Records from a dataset
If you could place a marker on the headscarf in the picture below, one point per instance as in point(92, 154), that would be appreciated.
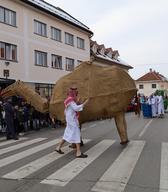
point(71, 96)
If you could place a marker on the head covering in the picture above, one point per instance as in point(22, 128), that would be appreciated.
point(72, 96)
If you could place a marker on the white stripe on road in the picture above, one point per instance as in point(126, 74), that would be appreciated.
point(28, 152)
point(117, 176)
point(164, 168)
point(20, 145)
point(64, 175)
point(34, 166)
point(145, 128)
point(2, 142)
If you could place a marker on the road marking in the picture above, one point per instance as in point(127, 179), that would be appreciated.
point(145, 128)
point(6, 142)
point(164, 168)
point(28, 152)
point(118, 174)
point(20, 145)
point(64, 175)
point(34, 166)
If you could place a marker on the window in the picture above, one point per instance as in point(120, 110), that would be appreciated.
point(153, 86)
point(69, 64)
point(8, 51)
point(69, 39)
point(55, 34)
point(40, 28)
point(80, 43)
point(41, 58)
point(7, 16)
point(141, 86)
point(56, 61)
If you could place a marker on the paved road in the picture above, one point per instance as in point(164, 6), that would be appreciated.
point(31, 165)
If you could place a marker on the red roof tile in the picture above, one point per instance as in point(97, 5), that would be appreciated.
point(152, 76)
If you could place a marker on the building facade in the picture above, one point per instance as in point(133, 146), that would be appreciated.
point(100, 55)
point(40, 43)
point(150, 82)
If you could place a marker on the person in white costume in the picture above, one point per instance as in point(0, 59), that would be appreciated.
point(160, 106)
point(72, 130)
point(153, 105)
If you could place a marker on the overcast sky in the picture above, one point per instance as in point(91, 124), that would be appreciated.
point(138, 29)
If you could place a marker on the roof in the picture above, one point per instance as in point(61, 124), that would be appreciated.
point(57, 12)
point(106, 57)
point(152, 76)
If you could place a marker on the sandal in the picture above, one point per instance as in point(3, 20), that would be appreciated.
point(59, 151)
point(82, 156)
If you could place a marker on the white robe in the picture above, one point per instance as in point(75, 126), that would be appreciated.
point(72, 130)
point(160, 105)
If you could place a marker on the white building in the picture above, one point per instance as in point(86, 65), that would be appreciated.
point(39, 43)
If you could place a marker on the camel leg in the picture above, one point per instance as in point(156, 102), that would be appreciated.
point(121, 127)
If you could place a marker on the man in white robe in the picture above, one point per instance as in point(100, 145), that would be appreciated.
point(72, 130)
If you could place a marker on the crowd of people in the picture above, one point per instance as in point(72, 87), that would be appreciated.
point(157, 102)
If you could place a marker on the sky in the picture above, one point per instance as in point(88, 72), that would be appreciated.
point(138, 29)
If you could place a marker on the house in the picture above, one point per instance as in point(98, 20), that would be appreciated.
point(106, 56)
point(150, 82)
point(39, 43)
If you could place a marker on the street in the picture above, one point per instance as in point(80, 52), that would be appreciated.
point(31, 164)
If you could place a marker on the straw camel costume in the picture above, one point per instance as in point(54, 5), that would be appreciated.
point(110, 90)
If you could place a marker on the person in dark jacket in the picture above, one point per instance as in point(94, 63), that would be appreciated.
point(9, 119)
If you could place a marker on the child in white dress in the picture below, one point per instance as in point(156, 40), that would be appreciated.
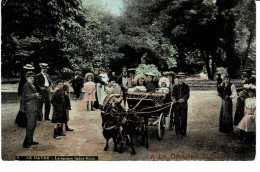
point(164, 84)
point(247, 125)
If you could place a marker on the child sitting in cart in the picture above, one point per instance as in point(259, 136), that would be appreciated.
point(164, 84)
point(140, 82)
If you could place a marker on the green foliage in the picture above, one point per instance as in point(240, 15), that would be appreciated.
point(147, 68)
point(79, 35)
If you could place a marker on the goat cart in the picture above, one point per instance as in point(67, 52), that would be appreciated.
point(152, 107)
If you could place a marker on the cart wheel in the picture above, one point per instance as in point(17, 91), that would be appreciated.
point(170, 122)
point(161, 126)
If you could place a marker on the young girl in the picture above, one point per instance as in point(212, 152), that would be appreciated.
point(164, 83)
point(247, 125)
point(67, 106)
point(109, 89)
point(90, 90)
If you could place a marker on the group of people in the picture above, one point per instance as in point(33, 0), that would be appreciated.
point(97, 86)
point(34, 90)
point(245, 115)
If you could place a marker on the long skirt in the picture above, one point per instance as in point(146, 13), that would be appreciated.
point(239, 110)
point(100, 92)
point(21, 119)
point(225, 118)
point(247, 124)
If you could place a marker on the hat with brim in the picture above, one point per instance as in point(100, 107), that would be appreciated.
point(89, 74)
point(137, 77)
point(247, 70)
point(30, 74)
point(44, 65)
point(181, 74)
point(169, 73)
point(131, 70)
point(164, 80)
point(226, 75)
point(28, 67)
point(150, 74)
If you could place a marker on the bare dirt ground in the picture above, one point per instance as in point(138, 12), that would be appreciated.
point(203, 141)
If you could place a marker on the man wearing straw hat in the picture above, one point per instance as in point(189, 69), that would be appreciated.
point(29, 98)
point(227, 92)
point(150, 85)
point(43, 84)
point(77, 83)
point(21, 119)
point(99, 82)
point(180, 96)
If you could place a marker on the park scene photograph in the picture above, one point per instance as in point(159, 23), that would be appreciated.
point(128, 80)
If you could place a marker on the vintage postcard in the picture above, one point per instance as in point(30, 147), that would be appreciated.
point(128, 80)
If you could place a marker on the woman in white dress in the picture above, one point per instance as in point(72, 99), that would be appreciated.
point(247, 125)
point(104, 78)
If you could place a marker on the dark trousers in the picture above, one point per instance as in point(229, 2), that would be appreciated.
point(181, 120)
point(31, 125)
point(77, 92)
point(96, 104)
point(225, 118)
point(46, 100)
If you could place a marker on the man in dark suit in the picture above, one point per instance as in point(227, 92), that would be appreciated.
point(99, 82)
point(121, 80)
point(77, 83)
point(180, 96)
point(21, 119)
point(29, 106)
point(43, 84)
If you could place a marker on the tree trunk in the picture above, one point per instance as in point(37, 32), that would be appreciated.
point(248, 47)
point(205, 58)
point(214, 57)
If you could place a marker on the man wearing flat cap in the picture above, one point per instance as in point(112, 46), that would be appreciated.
point(180, 96)
point(21, 119)
point(250, 79)
point(43, 84)
point(30, 98)
point(77, 84)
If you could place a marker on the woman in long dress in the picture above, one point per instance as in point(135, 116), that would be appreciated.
point(247, 125)
point(227, 91)
point(90, 91)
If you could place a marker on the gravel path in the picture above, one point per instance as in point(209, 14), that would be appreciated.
point(203, 142)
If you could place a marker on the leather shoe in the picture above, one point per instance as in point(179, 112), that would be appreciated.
point(34, 143)
point(62, 134)
point(26, 146)
point(69, 129)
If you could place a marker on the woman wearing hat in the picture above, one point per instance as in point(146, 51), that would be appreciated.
point(247, 125)
point(227, 91)
point(180, 95)
point(43, 84)
point(140, 81)
point(90, 91)
point(130, 81)
point(21, 119)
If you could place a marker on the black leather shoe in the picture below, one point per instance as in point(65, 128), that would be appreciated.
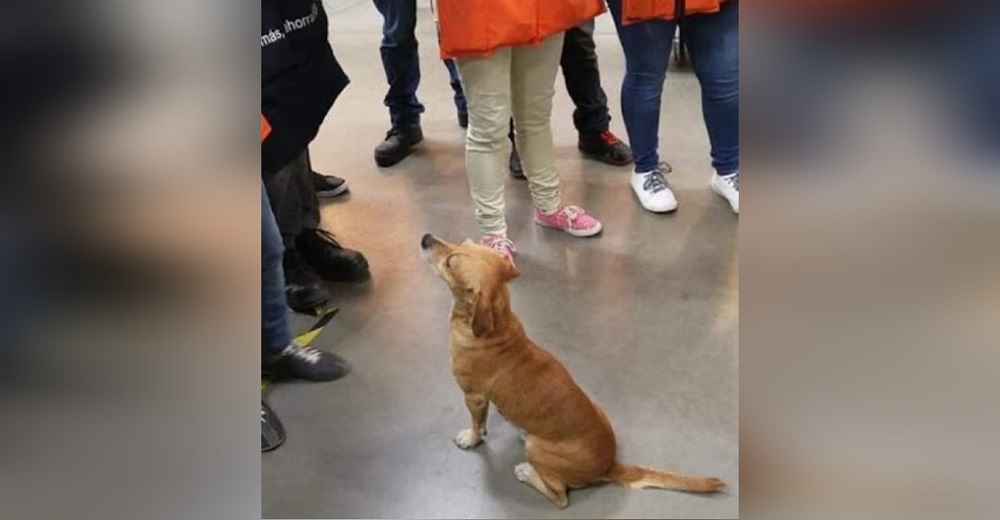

_What this task involves_:
Output every entry exactly. Pictures stay out.

_Answer for this exercise_:
If you could place a marker on the headscarf in the picture below, one point per instance as in point(92, 154), that would be appreciated.
point(71, 96)
If you could place a marker on the head covering in the picture above, one point per instance as in point(22, 128), that would be appreciated.
point(72, 96)
If you could place a marker on the white stripe on road in the picture above, one point per instance as in point(126, 74), that would be appreciated.
point(28, 152)
point(117, 176)
point(164, 168)
point(20, 145)
point(64, 175)
point(34, 166)
point(145, 128)
point(2, 142)
If you could place a marker on the road marking in the picture above, one point per instance as in point(127, 179), that would be appreciated.
point(145, 128)
point(6, 142)
point(164, 168)
point(28, 152)
point(118, 174)
point(20, 145)
point(64, 175)
point(34, 166)
If you could place a marker on the window in the picture above, one point per instance as in point(120, 110), that would be appreciated.
point(153, 86)
point(69, 64)
point(8, 51)
point(69, 39)
point(55, 34)
point(40, 28)
point(80, 43)
point(41, 58)
point(7, 16)
point(141, 86)
point(56, 61)
If you could place a marker on the paved road in the picture above, one point per instance as in point(164, 6), that would be appreciated.
point(31, 165)
If you could place a marker on the red roof tile in the picture above, one point per instance as in point(97, 5), that would be appreciated.
point(152, 76)
If you could place a marker on the building facade in the picture above, one point per instance as in point(133, 146), that would be appreciated.
point(100, 55)
point(40, 43)
point(150, 82)
If you could place a marker on the person in white costume in the picture above, one point per instance as in point(0, 59), that would be appreciated.
point(160, 106)
point(72, 130)
point(153, 105)
If you could place a marker on the overcast sky in the picture above, one point per instance as in point(91, 124), that would be appreciated.
point(138, 29)
If you could place a marker on the roof in the picture above, one point per instance as in point(61, 124), that would be appreciated.
point(57, 12)
point(106, 57)
point(152, 76)
If you could place a marker on the sandal in the picture above, one point per instance as in point(3, 20), that would be appreciated.
point(59, 151)
point(82, 156)
If you could place a marker on the white robe in the picture above, one point per instance as in point(75, 126), that would be appreciated.
point(72, 130)
point(160, 105)
If you could place a marker on the white building in the picture above, one point per instance as in point(86, 65), that would be appreciated.
point(39, 43)
If you could place a marker on the camel leg in the picture above, one point per instance as in point(156, 102), that would be appreciated.
point(121, 127)
If you could place a marker on the man in white robe in the picture above, one point per instance as in point(100, 145), that would be appreciated.
point(72, 130)
If you could place a marker on the crowd of people in the picture above, one point per instance as in point(72, 87), that would be appreciated.
point(157, 102)
If you could place a marker on the sky in the picture above, one point per instance as in point(88, 72), that would be appreciated.
point(138, 29)
If you could place a marker on the house in the picture above, one point per instance as in point(98, 20), that would be appreciated.
point(106, 56)
point(150, 82)
point(39, 43)
If you could place a marker on the street in the picture above, one point per instance as in point(80, 52), that would be appreciated.
point(31, 164)
If you could place a marker on the straw camel costume in the picture above, one point per instance as in point(54, 5), that would be appreciated.
point(110, 90)
If you could place a marker on the person in dark jacket in the picture above, one point per instance as in point(94, 63), that would be appreciated.
point(9, 119)
If you could place a marker on the child in white dress in the picture below, one point per instance as in point(156, 40), that would be appreciated.
point(164, 84)
point(247, 125)
If you could place a marker on the child sitting in cart in the picture above, one point per instance as in point(259, 136), that would be appreciated.
point(164, 84)
point(140, 82)
If you could place a marker on the green foliage in the picture above, one point per instance as in point(240, 15), that would be appreciated.
point(147, 68)
point(79, 35)
If you could place a marker on the goat cart in the picture above, one point per instance as in point(67, 52), that would be appreciated.
point(152, 107)
If you could place a marker on the cart wheel in the picture above, one point per instance as in point(17, 91), that would be appreciated.
point(170, 122)
point(161, 126)
If you could place a marker on the young girl in the picture above, one point per instance as in point(212, 152), that would be appreciated.
point(164, 83)
point(247, 125)
point(67, 106)
point(109, 89)
point(90, 90)
If you could place a marker on the group of people in the picture above, one point per instance as in point(33, 0), that would be appreciated.
point(97, 86)
point(34, 90)
point(245, 115)
If you could place a marker on the long skirt in the picture above, one point per instance as in point(146, 13), that would be appreciated.
point(239, 110)
point(100, 92)
point(21, 119)
point(225, 118)
point(247, 124)
If you could place a marker on the hat with brim in the picture above, one point per instance as in point(100, 107), that would be appreciated.
point(89, 74)
point(137, 77)
point(247, 70)
point(30, 74)
point(44, 65)
point(181, 74)
point(169, 73)
point(131, 70)
point(164, 80)
point(226, 75)
point(28, 67)
point(150, 74)
If you could place a marker on the bare dirt ground in the picture above, one point per instance as in point(138, 12), that would be appreciated.
point(203, 141)
If you could place a marker on the man wearing straw hat in the picture above, one point per instance as in point(189, 69), that would be appreciated.
point(29, 98)
point(227, 92)
point(150, 85)
point(43, 84)
point(77, 83)
point(21, 119)
point(99, 82)
point(180, 96)
If you could place a marker on the park scene photograph in the picture above, one point per instance as in point(159, 23), that would be appreciated.
point(128, 80)
If you could place a marker on the vintage postcard in the picture above, one point per instance as in point(30, 147), that would be appreciated.
point(128, 80)
If you could place a marker on the woman in white dress in the picture above, one point per instance as in point(72, 99), that would be appreciated.
point(247, 125)
point(104, 78)
If you could place a marker on the dark trousers in the picture above, one point per instance as in point(229, 2), that would be appreciated.
point(181, 120)
point(31, 125)
point(77, 92)
point(96, 104)
point(225, 118)
point(46, 100)
If you could place a marker on the man in dark suit in the picture above, one point per instance as in point(227, 92), that would be appreciated.
point(99, 82)
point(121, 80)
point(77, 83)
point(180, 96)
point(21, 119)
point(29, 106)
point(43, 84)
If you could place a marker on the tree trunk in the picture above, one point per instance as in point(37, 32), that would be appreciated.
point(248, 47)
point(205, 58)
point(214, 57)
If you could place a marker on the man wearing flat cap in the picture above, one point per instance as in point(112, 46), that would be appreciated.
point(180, 96)
point(21, 119)
point(250, 79)
point(43, 84)
point(30, 98)
point(77, 84)
If you could place a marker on the woman in long dress in the picture above, one point per instance as in point(135, 116), that would be appreciated.
point(247, 125)
point(227, 91)
point(90, 91)
If you could place a marker on the gravel path in the picture above, one point per instance as in point(209, 14), that would be appreciated.
point(203, 142)
If you could place a marker on the leather shoe in the picture above, one point per instance as in point(179, 112), that would be appreciated.
point(34, 143)
point(62, 134)
point(26, 146)
point(69, 129)
If you could place a marker on the woman wearing hat in the picture above, one point per instance as in point(146, 51), that would be appreciated.
point(247, 125)
point(227, 91)
point(180, 95)
point(43, 84)
point(140, 81)
point(90, 91)
point(130, 81)
point(21, 119)
If you could place a marker on the black leather shoe in the picture below, one point per instance as in point(65, 128), that would be appreciated.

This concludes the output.